*EXERCISE:* Count the lines in the rows below that contain the string "roof", and reply with the number alone.

*Dataset rows showing where objects appear:*
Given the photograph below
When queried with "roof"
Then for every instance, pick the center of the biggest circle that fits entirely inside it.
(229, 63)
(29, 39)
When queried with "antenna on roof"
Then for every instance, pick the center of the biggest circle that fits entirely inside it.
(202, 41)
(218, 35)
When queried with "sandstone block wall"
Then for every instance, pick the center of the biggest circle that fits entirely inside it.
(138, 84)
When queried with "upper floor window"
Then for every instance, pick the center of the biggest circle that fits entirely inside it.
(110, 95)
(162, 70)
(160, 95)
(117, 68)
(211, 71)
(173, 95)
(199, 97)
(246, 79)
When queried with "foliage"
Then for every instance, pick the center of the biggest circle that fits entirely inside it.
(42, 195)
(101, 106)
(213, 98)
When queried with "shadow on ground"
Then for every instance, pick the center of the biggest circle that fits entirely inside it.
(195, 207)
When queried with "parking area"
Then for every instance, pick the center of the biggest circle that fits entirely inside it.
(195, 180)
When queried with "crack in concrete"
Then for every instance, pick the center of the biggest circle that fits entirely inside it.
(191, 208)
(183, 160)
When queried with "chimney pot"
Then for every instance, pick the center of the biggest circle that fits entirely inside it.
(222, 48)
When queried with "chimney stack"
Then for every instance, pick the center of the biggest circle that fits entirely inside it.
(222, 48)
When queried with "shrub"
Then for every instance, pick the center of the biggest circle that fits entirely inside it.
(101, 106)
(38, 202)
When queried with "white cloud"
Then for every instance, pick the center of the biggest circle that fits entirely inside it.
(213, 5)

--

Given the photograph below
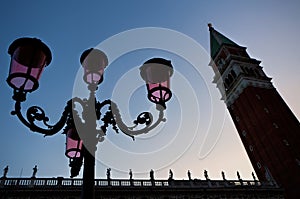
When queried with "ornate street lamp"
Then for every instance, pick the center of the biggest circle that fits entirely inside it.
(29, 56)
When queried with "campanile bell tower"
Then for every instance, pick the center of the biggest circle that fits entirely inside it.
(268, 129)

*ANSWER BELOW:* 2